* _LAVORO RICHIESTO_
1 > Restituisci parola per parola il brano sulla narrazione cinematografica orientale, partendo da "Che è come dire" e terminando con "che non ne ha.".
2 > Riprendi il brano sulla narrazione cinematografica orientale e prosegui dopo la sua ultima frase.

* _TESTO ESTRATTO_
- - - -

Così come orientale è una struttura narrativa di un film che
tradisce sistematicamente tutte le aspettative alle quali ci ha
abituato (addestrato, direi) il cinema occidentale, e quello
anglosassone in particolare. Pensiamo ad esempio al concetto americano
di setup e payoff: in un film hollywoodiano, ad ogni
premessa (soprattutto comica) deve necessariamente corrispondere una
"chiusa", a ogni meccanismo narrativo innescato a monte deve
corrispondere un riscontro conclusivo a valle.
Che è come dire che la maggior parte delle nostre azioni, e degli
eventi della vita, sono non sequitur, e non acquistano mai un
senso compiuto. Il concetto di nonsense diventa allora tanto
una riflessione drammatica sull'assenza di senso della nostra
esistenza quanto una riflessione comica sulla demenzialità insita nel
nostro stesso cercare di dare senso a ciò che non ne ha.

- - - -

* _CONTENUTO DEL MATERIALE_
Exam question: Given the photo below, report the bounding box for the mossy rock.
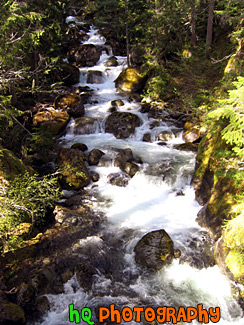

- - - -

* _RISPOSTE SEGUENTI_
1 >
Che è come dire che la maggior parte delle nostre azioni, e degli
eventi della vita, sono non sequitur, e non acquistano mai un
senso compiuto. Il concetto di nonsense diventa allora tanto
una riflessione drammatica sull'assenza di senso della nostra
esistenza quanto una riflessione comica sulla demenzialità insita nel
nostro stesso cercare di dare senso a ciò che non ne ha.

2 >
Qui non si tratta solo di sovvertire regole filmiche (del resto il
concetto di corrispondenza fra una premessa e la sua conclusione fa
parte anche del cinema orientale, soprattutto quello con una forte
matrice spirituale) ma di creare un universo senza regole, dandoci una
lezione di umiltà che si esprime più o meno così: perché mai una
storia dovrebbe avere sempre e comunque un senso? Perché noi
spettatori dovremmo sempre e comunque capire dove va a parare una
scena, una caratterizzazione, una storia? E soprattutto: perché mai
dovremmo pensare che quella scena, quell'arco narrativo, quella
costruzione del personaggio debbano necessariamente risolversi nel
contesto spaziotemporale di un film?
I link:
La scheda di Internet movie
database (il titolo originale e' "Ni neibian jidian")
Sito ufficiale del film (in
inglese)
Trailer, foto, rassegna stampa e note di regia: Tsai Min-Liang
racconta il suo rapporto con gli attori (e il suo primo incontro con
Jean Pierre Leaud)
La
recensione di "Salon" (inglese)
Scheda
del film da kataweb (in italiano)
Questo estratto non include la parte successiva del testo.